- PASSAGE GIVEN:

⁂

Recent high-profile sexual harassment stories  have been dominating the headlines in the last few weeks. The likelihood is that such exposés will continue as more victims come forward to tell their stories. And while stories that include famous celebrities and high profile politicians will be more desirable fodder for major news outlets, it’s easy to believe that local business scandals may go unnoticed.

Sexual harassment under the law

Rather than just considering how your company should respond to a sexual harassment claim, you should also consider how such incidences in your company can be decreased. Limiting your company’s liability is a valid concern but focusing on creating a non-threatening work environment for your employees may help you to create a sexual harassment policy that will be successful.

Sexual harassment is a form of discrimination that falls under Title VII of the Civil Rights Act of 1964. Such discrimination can manifest as:

  • Requests for sexual favors
  • Unwelcome sexual advances (both physical and verbal)
  • Offensive jokes
  • Slurs
  • Name calling
  • Physical assaults / threats
  • Intimidation
  • Ridicule
  • Offensive objects or pictures
  • Interference with work performance

The EEOC investigates thousands of sexual harassment claims per year—and given the current climate, those claims are likely to increase.

What you can do

Small to medium business need to understand that it is not just large corporations and famous celebrities that get hit with sexual harassment claims. If you have as few as 15 employees you could find yourself facing such a suit, so taking an active role in preventing workplace sexual harassment and correcting any incidents should be a priority for you.

⁂

- GIVEN ENTRIES:

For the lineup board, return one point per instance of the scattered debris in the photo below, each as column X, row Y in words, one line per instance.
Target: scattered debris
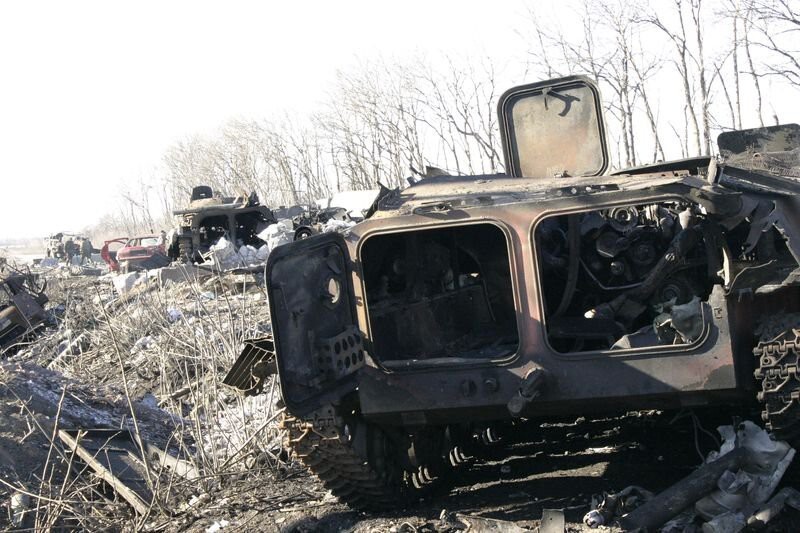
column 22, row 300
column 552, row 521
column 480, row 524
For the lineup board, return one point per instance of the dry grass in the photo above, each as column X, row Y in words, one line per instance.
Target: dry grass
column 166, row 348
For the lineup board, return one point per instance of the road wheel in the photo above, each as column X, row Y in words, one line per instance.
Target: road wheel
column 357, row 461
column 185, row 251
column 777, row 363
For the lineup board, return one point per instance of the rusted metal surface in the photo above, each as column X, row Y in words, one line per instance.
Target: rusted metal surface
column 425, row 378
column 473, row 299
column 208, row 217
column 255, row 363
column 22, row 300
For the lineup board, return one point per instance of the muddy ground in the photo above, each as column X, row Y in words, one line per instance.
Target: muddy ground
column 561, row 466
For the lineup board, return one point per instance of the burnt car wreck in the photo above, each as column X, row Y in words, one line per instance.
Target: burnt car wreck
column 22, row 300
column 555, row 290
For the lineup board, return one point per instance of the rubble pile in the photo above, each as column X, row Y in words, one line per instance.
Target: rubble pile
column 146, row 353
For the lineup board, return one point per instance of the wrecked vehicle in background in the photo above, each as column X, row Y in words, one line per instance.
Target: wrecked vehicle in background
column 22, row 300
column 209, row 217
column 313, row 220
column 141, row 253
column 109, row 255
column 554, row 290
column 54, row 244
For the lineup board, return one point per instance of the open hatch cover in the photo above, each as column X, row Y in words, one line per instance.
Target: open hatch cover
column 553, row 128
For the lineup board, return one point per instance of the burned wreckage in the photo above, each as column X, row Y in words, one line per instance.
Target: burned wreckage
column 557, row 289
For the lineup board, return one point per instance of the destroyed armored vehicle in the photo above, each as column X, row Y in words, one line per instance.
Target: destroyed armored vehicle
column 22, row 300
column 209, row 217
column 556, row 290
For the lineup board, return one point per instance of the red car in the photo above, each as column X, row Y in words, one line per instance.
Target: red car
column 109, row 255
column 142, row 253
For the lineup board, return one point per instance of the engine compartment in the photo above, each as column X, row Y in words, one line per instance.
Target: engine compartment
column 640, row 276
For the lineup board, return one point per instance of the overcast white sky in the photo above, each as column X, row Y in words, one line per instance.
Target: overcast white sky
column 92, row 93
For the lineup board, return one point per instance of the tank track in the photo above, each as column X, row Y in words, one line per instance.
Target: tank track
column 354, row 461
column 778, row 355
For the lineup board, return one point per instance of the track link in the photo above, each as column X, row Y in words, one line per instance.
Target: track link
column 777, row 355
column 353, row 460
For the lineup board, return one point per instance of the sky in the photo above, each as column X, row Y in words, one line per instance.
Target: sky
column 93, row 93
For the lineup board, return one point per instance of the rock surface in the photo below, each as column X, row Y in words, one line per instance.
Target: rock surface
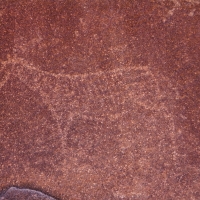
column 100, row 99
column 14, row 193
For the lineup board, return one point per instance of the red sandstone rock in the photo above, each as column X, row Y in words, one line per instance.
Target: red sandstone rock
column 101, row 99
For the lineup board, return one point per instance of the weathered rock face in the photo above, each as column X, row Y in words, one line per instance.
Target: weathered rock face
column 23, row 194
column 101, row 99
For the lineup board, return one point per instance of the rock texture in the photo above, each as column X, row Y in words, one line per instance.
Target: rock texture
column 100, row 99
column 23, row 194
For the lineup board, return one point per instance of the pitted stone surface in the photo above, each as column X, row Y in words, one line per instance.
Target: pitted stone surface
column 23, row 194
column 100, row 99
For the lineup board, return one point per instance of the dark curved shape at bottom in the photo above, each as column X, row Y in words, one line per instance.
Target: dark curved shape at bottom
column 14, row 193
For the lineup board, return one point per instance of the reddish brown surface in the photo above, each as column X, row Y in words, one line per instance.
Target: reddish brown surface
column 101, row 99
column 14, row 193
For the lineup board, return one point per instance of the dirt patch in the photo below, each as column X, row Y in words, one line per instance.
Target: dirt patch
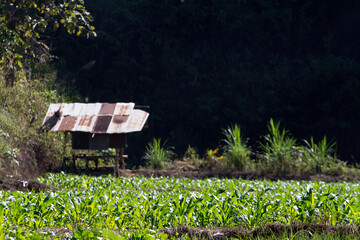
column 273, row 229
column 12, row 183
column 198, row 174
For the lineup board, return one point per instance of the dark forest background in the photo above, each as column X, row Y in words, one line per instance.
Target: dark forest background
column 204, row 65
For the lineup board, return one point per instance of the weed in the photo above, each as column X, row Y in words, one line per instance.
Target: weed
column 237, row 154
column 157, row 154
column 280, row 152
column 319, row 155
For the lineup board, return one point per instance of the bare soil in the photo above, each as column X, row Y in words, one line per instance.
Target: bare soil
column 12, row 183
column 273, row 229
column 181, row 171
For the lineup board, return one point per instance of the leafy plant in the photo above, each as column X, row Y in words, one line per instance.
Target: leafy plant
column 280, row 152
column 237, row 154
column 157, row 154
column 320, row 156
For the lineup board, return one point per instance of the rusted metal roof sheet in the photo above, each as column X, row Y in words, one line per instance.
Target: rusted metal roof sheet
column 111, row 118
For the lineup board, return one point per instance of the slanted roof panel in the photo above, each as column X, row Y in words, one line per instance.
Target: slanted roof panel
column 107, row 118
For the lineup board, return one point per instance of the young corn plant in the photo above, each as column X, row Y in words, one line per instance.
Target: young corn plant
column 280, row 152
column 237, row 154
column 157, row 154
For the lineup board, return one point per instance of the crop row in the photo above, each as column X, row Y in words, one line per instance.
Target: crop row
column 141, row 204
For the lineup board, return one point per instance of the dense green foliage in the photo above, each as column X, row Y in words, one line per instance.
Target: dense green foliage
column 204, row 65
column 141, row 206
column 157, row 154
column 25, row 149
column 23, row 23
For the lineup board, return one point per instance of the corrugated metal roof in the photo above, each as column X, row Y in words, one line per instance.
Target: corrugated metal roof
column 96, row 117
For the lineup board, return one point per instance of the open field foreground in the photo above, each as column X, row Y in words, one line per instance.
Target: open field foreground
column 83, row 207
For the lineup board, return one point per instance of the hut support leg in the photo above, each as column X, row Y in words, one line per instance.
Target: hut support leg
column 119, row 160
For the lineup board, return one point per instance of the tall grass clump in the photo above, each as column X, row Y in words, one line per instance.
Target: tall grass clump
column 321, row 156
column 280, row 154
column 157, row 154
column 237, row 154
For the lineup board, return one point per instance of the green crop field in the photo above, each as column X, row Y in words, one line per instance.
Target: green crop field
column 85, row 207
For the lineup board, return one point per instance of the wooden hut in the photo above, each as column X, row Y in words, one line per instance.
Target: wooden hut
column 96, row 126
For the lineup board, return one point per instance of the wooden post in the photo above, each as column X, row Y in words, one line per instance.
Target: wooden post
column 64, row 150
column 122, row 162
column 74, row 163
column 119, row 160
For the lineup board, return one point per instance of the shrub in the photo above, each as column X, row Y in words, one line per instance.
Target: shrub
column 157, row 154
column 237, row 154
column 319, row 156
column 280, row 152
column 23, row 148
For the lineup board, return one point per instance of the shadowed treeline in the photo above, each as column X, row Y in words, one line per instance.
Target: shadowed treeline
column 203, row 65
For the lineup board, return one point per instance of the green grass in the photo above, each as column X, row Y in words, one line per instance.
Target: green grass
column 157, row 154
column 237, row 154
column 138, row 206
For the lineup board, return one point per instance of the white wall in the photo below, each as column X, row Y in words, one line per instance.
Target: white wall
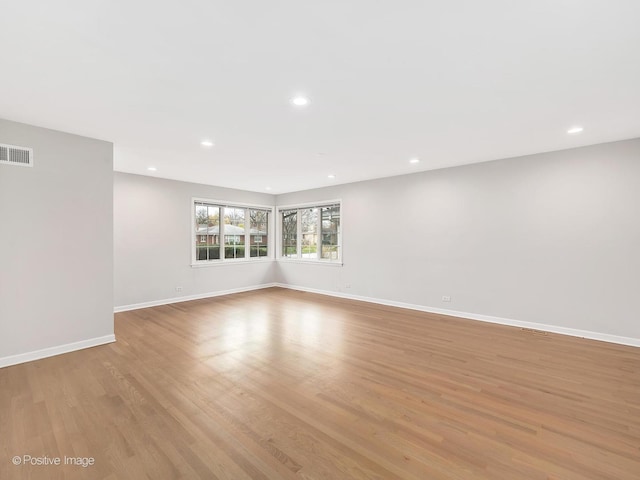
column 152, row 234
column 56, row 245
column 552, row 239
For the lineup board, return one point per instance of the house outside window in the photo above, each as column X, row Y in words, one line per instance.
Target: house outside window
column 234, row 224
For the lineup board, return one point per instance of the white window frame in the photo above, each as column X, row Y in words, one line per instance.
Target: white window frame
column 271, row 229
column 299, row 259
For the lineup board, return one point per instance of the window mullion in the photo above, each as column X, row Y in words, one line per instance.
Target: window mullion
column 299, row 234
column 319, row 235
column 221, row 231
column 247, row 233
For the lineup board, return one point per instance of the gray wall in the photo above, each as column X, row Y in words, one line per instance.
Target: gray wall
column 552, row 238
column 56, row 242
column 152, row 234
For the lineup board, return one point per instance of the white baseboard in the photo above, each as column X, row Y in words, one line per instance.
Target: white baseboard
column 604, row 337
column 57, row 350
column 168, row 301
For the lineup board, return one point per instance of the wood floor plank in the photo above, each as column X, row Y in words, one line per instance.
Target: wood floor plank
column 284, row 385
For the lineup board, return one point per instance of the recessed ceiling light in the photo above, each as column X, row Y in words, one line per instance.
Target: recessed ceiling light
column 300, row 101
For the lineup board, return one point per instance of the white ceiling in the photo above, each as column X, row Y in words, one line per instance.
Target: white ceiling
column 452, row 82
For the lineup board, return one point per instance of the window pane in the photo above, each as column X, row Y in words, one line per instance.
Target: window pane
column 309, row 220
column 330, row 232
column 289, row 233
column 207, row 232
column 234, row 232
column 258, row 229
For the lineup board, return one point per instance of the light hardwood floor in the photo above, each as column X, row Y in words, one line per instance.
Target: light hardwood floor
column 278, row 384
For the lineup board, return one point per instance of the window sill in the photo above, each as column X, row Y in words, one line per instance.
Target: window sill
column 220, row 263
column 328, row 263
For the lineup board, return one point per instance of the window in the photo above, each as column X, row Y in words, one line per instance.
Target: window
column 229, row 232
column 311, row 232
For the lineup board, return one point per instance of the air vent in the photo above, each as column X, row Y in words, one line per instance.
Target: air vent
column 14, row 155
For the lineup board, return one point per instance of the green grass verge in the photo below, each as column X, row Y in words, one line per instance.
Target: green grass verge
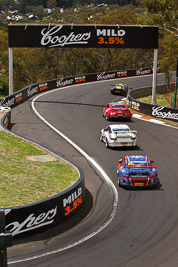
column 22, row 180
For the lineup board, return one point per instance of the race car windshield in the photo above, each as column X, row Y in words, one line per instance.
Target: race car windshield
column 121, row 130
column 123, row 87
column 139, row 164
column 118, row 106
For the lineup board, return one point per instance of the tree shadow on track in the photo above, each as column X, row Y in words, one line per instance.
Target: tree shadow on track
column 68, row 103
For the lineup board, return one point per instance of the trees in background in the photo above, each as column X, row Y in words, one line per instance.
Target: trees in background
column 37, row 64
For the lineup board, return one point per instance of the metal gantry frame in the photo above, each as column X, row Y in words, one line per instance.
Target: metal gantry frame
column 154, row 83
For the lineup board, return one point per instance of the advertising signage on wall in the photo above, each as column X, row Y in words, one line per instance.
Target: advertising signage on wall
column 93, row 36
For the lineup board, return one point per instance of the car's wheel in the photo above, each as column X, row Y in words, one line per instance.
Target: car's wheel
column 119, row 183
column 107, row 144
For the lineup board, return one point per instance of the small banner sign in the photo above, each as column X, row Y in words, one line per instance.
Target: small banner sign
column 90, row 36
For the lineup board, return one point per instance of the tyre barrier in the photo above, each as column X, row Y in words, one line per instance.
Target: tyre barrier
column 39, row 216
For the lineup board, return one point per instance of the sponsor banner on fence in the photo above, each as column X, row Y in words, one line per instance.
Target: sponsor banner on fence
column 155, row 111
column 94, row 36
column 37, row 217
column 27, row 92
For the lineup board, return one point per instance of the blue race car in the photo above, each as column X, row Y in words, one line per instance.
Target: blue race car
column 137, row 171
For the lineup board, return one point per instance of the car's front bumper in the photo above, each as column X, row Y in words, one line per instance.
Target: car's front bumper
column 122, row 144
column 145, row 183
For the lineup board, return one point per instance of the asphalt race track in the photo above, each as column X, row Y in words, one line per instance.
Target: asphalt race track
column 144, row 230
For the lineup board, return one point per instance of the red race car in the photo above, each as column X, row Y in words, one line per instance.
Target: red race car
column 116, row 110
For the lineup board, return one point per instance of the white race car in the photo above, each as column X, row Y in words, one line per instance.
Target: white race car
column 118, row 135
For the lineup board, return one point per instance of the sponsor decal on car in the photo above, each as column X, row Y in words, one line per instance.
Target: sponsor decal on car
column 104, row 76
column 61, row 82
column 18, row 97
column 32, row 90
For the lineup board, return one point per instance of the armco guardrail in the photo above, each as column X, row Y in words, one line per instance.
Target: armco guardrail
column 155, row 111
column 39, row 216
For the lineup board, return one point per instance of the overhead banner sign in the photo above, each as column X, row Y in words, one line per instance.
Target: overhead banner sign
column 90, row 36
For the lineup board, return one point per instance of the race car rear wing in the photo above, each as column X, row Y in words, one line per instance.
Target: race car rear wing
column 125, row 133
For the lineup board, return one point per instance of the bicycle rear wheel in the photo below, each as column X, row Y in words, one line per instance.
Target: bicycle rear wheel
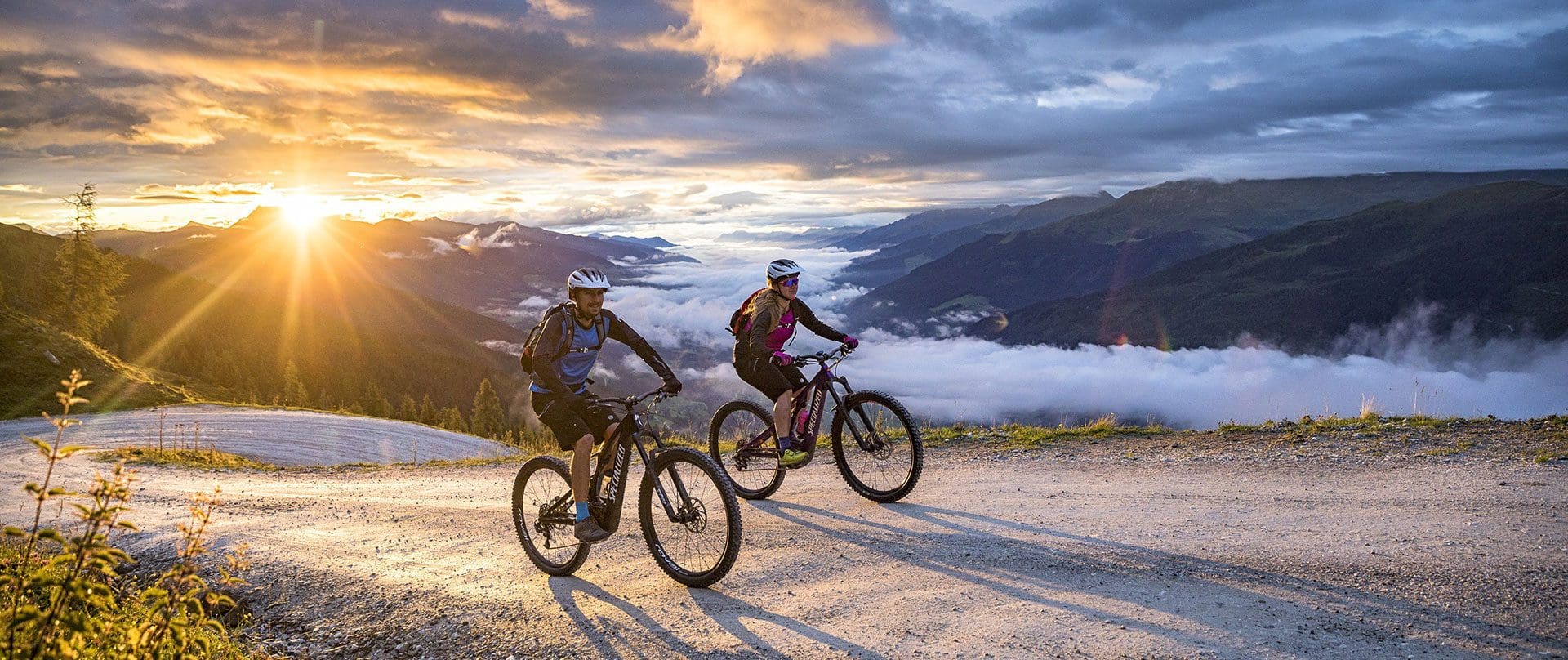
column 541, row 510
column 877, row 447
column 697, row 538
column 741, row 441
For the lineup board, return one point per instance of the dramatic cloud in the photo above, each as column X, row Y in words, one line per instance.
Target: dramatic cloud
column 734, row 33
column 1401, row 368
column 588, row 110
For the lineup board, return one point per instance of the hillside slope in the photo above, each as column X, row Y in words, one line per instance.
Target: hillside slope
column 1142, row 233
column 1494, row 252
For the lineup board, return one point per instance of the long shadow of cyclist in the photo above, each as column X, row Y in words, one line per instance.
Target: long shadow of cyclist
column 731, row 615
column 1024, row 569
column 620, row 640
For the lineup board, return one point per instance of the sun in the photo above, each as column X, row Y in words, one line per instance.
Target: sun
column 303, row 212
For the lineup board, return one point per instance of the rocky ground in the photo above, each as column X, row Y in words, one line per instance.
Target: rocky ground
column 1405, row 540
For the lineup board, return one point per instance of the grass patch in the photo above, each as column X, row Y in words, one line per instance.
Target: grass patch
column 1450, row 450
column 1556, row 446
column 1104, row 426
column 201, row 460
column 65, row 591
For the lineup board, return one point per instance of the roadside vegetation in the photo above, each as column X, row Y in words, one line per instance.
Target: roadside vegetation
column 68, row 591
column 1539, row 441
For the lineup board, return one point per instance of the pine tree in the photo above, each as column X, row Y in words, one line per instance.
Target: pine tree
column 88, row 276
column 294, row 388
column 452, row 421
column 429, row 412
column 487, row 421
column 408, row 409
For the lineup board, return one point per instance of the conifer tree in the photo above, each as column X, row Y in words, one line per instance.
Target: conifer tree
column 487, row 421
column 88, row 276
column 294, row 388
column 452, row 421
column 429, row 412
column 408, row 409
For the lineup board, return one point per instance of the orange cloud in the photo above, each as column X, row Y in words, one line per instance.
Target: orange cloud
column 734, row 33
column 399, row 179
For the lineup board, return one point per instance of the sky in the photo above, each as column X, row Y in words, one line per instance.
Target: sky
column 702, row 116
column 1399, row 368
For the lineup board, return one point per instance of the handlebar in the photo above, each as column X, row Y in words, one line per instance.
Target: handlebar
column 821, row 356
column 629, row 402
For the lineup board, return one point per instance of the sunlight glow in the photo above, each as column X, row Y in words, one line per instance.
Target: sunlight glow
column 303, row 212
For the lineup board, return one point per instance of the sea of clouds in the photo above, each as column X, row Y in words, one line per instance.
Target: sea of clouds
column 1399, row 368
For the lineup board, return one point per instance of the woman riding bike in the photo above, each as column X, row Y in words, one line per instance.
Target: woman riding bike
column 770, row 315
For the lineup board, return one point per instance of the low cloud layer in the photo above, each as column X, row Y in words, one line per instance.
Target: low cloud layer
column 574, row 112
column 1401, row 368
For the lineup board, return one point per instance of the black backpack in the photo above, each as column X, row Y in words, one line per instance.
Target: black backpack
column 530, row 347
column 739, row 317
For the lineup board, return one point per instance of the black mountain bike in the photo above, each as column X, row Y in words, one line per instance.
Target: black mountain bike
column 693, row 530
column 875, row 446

⁂

- WORK TO COMPLETE:
• 1. Rewrite the paragraph in the passage on sexual harassment that begins "Small to medium business need to understand" as a short list that keeps its main facts.
• 2. Summarize the passage on sexual harassment in two sentences.

- OUTPUTS:
• 1.
- Sexual harassment claims are not limited to large corporations and famous celebrities.
- A business with as few as 15 employees could face such a suit.
- Preventing workplace sexual harassment and correcting any incidents should be a priority for small and medium businesses.

• 2. Sexual harassment is a form of discrimination under Title VII of the Civil Rights Act of 1964, and it can range from unwelcome advances and offensive jokes to intimidation and interference with work performance. The EEOC investigates thousands of such claims each year, and businesses with as few as 15 employees can face these suits, so companies should focus on preventing harassment as well as on responding to claims.